— Ce qui est demandé —
Réécrivez plus brièvement le paragraphe de la question écrite qui commence par « Surnommé pendant un temps », en conservant ses faits principaux.

14e législature / Question écrite
> publiée dans le JO Sénat du 03/11/2016
M. Joël Labbé interroge M. le ministre de l’agriculture, de l’agroalimentaire et de la forêt, porte-parole du Gouvernement, concernant l’initiative internationale « 4 pour 1 000 » initiée par le ministère de l’agriculture en mars 2015, dont le lancement a été effectué lors de la conférence de Paris sur le climat (COP 21) en décembre 2015 et qui fera l’objet d’une journée dédiée lors de la COP 22 pour réunir les membres du consortium de l’initiative.
Surnommé pendant un temps dans les médias « la réponse agro-écologique du ministre de l’agriculture au problème du climat », le 4 pour 1 000 peine aujourd’hui à afficher une orientation politique nette. En l’espace d’un an, les informations communiquées sur cette initiative ont évolué vers d’autres approches que l’agro-écologie. Ainsi sont mentionnées dans la plaquette de présentation l’agroforesterie, la gestion des paysages et l’agriculture de conservation. Ces mots, sans orientation plus définie, peuvent rapidement s’apparenter à un fourre-tout. Il est difficile de garantir que l’initiative 4 pour 1 000 ne conduira pas à un usage intensif à travers le monde du round up de Monsanto et des organismes génétiquement modifiés (OGM) qui y sont associés sous prétexte de stocker du carbone dans le cadre de l’agriculture de conservation. Car, comme le souligne Monsanto, si hier « le glyphosate était le pilier du semis direct, il est devenu le filet de sécurité de l’agriculture de conservation ». Pour pouvoir répondre aux enjeux des dérèglements climatiques tout en favorisant la sécurité alimentaire, la transition de nos modèles agricoles est indispensable.

— Données —
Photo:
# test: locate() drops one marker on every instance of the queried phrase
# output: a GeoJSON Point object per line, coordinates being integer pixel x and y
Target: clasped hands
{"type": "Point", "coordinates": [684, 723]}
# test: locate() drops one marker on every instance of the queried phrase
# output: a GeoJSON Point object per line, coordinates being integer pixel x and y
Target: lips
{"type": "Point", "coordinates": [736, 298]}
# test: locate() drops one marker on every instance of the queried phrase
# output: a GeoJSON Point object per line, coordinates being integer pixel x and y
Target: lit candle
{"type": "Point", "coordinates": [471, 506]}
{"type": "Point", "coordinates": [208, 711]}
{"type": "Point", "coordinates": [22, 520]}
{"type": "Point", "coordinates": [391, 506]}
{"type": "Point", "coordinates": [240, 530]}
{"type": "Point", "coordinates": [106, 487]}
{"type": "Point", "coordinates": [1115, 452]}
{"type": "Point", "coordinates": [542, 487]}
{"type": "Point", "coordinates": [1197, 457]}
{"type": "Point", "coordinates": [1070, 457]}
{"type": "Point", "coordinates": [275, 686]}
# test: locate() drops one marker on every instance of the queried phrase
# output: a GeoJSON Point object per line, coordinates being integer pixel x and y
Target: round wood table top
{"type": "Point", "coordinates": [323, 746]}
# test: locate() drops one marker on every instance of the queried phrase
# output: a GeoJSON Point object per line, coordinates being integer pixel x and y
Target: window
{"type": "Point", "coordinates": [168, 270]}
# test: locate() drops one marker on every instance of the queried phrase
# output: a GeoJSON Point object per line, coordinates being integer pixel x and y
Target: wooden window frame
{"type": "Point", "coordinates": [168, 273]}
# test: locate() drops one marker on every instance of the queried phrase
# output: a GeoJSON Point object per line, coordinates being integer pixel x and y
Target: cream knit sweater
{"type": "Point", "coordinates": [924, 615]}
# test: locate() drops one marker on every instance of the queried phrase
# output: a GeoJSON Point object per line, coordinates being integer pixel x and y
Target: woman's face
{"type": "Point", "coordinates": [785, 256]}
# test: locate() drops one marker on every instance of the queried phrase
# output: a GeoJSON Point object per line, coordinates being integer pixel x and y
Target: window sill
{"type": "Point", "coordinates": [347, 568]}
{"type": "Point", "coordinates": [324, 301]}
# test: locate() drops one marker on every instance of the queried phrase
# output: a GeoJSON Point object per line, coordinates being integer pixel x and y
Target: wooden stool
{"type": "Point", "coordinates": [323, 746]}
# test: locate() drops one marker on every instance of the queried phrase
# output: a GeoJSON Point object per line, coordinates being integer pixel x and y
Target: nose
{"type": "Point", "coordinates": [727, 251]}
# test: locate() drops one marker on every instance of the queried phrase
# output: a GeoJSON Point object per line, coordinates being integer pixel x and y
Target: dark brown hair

— Réponse attendue —
Jadis présentée dans les médias comme « la réponse agro-écologique du ministre de l'agriculture au problème du climat », l'initiative 4 pour 1 000 manque aujourd'hui d'orientation politique nette. En un an, sa communication s'est éloignée de l'agro-écologie : sa plaquette cite l'agroforesterie, la gestion des paysages et l'agriculture de conservation, des termes vagues qui risquent de former un fourre-tout. Rien ne garantit qu'elle n'entraînera pas un usage intensif mondial du round up de Monsanto et des OGM associés, au nom du stockage de carbone par l'agriculture de conservation. Monsanto affirme d'ailleurs que le glyphosate, autrefois « pilier du semis direct », est devenu « le filet de sécurité de l'agriculture de conservation ». Face aux dérèglements climatiques et pour la sécurité alimentaire, la transition des modèles agricoles est indispensable.